### Written instruction
Copy the listing below word for word, keeping every line, number, and bracket unchanged.

>>

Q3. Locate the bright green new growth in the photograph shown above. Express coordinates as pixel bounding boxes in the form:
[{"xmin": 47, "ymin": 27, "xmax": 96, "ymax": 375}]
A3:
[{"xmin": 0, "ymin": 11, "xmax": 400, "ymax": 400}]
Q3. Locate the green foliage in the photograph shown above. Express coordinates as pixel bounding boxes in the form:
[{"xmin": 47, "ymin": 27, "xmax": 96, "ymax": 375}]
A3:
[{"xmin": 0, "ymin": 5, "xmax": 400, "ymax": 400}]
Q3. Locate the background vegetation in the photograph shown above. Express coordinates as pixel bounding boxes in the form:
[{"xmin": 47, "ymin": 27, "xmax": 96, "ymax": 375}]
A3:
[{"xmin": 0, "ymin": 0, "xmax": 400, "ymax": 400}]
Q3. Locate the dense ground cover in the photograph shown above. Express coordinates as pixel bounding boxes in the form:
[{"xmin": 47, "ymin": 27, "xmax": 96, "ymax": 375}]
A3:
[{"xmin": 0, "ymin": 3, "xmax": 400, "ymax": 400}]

<<

### Task output
Q3. Locate the bright green new growth in the photograph shown above. Express coordinates as pixel bounding boxes in the form:
[{"xmin": 47, "ymin": 27, "xmax": 96, "ymax": 375}]
A3:
[{"xmin": 0, "ymin": 11, "xmax": 400, "ymax": 400}]
Q3. Locate the green foliage in the photograph shown above. Express coordinates as pixel bounding boxes in the form:
[{"xmin": 47, "ymin": 27, "xmax": 96, "ymax": 375}]
A3:
[{"xmin": 0, "ymin": 5, "xmax": 400, "ymax": 400}]
Q3. Locate the background vegetation in the photograph shown above. Express coordinates as pixel bounding boxes in the form:
[{"xmin": 47, "ymin": 27, "xmax": 96, "ymax": 375}]
A3:
[{"xmin": 0, "ymin": 0, "xmax": 400, "ymax": 400}]
Q3. Locate the dense ground cover in the photograph shown above. Express coordinates as pixel bounding boxes in the form:
[{"xmin": 47, "ymin": 27, "xmax": 96, "ymax": 375}]
A3:
[{"xmin": 0, "ymin": 3, "xmax": 400, "ymax": 400}]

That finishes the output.